··· The records ···

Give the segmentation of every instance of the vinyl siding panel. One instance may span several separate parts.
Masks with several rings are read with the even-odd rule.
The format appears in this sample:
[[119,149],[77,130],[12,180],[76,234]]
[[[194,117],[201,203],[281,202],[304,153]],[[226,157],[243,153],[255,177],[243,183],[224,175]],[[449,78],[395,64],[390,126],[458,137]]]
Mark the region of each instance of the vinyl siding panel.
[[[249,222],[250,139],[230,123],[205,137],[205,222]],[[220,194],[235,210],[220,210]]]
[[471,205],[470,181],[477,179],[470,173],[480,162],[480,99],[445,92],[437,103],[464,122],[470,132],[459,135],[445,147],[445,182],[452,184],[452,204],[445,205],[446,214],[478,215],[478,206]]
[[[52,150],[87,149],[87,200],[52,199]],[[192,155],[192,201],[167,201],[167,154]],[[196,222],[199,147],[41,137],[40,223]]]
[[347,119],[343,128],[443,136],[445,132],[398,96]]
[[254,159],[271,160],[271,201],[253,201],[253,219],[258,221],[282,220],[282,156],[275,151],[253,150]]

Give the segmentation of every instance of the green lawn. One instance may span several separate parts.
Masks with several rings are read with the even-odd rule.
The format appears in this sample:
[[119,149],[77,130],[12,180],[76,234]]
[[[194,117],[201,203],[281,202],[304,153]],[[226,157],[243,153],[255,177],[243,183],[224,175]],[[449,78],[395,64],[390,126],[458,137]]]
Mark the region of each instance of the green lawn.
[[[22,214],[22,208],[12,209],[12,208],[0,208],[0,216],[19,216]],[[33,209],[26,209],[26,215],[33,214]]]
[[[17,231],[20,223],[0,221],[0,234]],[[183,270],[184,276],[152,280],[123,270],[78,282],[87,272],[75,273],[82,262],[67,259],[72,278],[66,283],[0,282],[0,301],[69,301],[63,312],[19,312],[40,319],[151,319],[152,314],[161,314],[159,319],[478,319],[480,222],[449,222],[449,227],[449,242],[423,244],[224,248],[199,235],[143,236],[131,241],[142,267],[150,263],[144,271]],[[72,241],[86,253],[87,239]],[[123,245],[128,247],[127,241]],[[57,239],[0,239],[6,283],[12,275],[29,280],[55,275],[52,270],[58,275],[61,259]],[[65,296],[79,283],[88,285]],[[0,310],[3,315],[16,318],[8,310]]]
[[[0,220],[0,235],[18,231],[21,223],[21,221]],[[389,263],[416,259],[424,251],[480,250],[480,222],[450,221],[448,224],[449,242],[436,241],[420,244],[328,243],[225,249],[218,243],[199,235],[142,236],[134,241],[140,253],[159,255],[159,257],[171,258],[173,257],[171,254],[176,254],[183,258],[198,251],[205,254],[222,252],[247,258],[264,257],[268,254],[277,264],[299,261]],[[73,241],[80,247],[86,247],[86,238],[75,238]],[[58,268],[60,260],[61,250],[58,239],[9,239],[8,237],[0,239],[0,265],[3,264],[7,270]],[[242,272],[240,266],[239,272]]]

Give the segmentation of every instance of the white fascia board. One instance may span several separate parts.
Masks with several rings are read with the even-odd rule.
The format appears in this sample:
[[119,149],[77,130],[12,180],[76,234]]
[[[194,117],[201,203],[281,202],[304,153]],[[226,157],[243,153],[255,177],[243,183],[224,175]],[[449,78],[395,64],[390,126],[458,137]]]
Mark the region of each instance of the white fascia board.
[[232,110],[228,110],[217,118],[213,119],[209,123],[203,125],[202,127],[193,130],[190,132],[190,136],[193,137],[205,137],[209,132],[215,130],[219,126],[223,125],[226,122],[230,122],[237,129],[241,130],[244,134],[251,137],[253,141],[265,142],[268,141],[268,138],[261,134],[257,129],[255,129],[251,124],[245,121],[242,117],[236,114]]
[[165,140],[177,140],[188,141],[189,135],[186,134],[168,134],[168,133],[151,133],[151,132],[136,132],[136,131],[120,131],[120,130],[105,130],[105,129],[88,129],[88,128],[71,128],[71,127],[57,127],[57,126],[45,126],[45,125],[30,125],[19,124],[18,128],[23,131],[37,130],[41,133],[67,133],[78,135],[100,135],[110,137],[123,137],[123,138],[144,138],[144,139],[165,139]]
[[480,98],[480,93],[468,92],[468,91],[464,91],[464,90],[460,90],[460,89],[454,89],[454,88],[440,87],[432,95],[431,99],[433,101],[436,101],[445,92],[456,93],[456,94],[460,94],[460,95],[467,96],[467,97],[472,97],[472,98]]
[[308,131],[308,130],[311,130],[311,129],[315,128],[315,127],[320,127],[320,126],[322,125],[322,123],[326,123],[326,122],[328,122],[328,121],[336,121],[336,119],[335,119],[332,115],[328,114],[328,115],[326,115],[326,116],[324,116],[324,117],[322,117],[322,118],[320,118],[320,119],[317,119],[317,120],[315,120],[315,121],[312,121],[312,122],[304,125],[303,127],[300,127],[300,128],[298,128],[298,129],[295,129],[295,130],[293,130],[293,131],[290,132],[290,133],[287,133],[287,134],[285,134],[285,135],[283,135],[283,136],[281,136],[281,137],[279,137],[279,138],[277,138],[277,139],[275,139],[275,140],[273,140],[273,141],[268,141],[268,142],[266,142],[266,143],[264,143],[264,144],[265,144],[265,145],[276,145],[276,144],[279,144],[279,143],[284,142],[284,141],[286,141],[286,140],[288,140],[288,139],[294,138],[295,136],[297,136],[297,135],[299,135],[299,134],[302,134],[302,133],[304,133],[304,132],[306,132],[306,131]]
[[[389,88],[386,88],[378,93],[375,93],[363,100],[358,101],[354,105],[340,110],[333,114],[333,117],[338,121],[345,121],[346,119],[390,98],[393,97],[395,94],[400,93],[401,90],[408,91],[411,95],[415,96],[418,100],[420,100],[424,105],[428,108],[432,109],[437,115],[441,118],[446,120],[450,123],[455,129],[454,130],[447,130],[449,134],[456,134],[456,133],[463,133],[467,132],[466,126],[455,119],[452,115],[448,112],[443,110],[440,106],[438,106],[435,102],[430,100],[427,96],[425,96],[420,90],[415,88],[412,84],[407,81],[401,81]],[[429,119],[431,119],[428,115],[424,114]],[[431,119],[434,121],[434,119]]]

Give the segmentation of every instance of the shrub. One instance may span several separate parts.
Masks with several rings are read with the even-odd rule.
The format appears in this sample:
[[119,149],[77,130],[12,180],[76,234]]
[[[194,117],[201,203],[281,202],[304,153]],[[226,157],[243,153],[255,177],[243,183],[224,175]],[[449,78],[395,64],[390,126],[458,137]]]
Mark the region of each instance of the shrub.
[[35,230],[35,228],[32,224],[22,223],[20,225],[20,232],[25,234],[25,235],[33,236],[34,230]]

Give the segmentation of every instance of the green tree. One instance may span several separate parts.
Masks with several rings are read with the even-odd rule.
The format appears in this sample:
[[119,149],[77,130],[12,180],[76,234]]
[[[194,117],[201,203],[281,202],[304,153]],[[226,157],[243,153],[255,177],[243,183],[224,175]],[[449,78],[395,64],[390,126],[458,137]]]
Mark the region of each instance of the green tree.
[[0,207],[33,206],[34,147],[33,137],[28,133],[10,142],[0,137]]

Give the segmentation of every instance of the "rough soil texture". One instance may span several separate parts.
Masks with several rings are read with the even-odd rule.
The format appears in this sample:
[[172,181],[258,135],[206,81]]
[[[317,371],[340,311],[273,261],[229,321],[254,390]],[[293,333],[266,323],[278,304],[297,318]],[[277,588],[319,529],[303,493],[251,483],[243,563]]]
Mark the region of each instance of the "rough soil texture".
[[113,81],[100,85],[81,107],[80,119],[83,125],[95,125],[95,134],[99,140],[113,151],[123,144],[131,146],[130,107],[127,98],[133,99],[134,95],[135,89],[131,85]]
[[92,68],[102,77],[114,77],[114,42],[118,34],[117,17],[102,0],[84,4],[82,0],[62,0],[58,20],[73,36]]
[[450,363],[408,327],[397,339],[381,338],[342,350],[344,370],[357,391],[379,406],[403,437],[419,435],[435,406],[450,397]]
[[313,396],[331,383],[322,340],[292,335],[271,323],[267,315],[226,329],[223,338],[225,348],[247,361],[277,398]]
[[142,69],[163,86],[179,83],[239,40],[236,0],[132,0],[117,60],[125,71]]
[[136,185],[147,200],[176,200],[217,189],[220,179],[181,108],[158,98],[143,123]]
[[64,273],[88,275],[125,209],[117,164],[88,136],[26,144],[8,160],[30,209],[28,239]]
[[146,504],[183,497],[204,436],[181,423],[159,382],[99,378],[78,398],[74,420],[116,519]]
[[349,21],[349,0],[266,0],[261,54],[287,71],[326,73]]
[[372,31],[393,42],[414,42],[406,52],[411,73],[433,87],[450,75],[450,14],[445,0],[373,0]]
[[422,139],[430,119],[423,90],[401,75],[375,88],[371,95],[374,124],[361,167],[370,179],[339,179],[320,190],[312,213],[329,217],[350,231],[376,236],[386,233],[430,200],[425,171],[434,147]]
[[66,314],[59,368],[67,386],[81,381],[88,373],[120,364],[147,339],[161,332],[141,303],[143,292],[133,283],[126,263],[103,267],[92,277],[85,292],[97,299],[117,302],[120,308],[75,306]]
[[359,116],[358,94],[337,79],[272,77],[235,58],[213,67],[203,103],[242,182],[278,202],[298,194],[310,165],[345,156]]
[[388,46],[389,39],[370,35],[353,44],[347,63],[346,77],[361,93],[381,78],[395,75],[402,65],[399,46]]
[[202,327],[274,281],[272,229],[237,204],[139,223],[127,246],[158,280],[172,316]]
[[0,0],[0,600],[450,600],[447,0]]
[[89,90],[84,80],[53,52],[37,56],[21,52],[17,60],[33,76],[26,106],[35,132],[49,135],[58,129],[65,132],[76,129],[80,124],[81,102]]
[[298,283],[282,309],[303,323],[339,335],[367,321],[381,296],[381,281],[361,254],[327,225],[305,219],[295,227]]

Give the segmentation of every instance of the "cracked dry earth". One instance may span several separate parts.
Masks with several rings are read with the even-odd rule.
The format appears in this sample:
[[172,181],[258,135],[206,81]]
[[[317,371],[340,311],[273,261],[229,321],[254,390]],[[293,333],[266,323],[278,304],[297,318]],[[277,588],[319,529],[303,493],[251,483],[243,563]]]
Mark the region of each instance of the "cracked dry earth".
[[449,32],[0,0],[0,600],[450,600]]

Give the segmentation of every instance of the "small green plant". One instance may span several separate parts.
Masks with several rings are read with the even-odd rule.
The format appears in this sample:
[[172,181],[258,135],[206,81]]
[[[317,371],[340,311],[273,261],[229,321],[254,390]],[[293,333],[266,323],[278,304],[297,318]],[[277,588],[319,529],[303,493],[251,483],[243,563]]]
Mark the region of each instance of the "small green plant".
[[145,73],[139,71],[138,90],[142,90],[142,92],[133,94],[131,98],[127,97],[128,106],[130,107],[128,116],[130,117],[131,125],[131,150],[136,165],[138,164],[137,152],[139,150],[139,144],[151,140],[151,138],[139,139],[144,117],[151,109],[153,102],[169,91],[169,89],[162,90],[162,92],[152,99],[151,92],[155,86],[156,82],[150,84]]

···

● What you have to do
Where the string "every" occurs in a line of the listing above, count that line, then report the total and nothing else.

● Written answer
8